The task >> Copy out each line below in which the string "front" appears.

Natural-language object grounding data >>

==*==

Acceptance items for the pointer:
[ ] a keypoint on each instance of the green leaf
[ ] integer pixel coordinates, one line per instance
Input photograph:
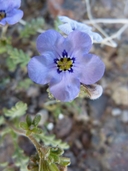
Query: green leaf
(50, 140)
(32, 27)
(23, 125)
(64, 161)
(36, 120)
(17, 111)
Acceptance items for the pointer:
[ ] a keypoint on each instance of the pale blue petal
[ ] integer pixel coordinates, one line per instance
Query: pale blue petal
(8, 5)
(41, 69)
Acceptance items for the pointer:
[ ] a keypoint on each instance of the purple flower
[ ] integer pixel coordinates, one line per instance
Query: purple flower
(71, 25)
(65, 63)
(10, 12)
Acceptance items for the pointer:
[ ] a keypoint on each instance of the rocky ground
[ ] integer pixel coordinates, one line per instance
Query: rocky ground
(95, 130)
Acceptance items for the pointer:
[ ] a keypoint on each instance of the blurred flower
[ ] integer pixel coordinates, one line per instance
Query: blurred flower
(65, 63)
(71, 25)
(10, 12)
(93, 91)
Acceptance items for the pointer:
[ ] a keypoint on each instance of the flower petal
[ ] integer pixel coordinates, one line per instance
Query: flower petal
(47, 40)
(12, 17)
(41, 69)
(90, 68)
(66, 28)
(65, 90)
(80, 41)
(8, 5)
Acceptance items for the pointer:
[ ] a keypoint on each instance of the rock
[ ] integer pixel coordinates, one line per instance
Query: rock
(63, 127)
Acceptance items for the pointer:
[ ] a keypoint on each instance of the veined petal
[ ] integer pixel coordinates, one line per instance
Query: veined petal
(66, 28)
(65, 90)
(90, 69)
(40, 69)
(80, 41)
(8, 5)
(46, 41)
(12, 17)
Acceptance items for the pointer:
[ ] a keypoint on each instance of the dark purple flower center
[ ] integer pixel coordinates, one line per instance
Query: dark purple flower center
(65, 63)
(2, 14)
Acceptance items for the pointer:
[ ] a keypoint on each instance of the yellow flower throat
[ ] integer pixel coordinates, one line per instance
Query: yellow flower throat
(64, 64)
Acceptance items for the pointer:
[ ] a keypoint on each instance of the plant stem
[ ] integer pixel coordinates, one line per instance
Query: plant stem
(39, 148)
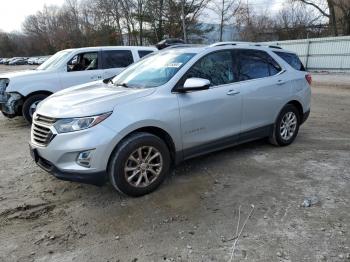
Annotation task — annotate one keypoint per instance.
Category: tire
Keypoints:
(29, 106)
(284, 134)
(125, 163)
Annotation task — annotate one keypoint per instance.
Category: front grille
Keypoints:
(41, 130)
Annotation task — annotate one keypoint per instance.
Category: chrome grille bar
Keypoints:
(41, 130)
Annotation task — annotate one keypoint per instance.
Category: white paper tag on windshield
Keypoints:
(175, 65)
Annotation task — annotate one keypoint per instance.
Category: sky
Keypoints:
(13, 12)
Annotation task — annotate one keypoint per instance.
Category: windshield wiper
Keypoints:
(123, 85)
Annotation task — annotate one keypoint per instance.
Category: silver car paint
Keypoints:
(189, 118)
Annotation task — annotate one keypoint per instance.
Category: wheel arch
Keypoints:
(298, 105)
(157, 131)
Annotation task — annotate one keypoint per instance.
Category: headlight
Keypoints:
(4, 82)
(75, 124)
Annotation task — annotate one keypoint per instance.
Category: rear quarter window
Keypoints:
(143, 53)
(292, 59)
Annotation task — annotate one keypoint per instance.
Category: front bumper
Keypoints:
(305, 116)
(10, 104)
(95, 178)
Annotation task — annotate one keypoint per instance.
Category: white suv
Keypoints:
(170, 106)
(20, 92)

==*==

Answer below >>
Category: front grille
Category: front bumper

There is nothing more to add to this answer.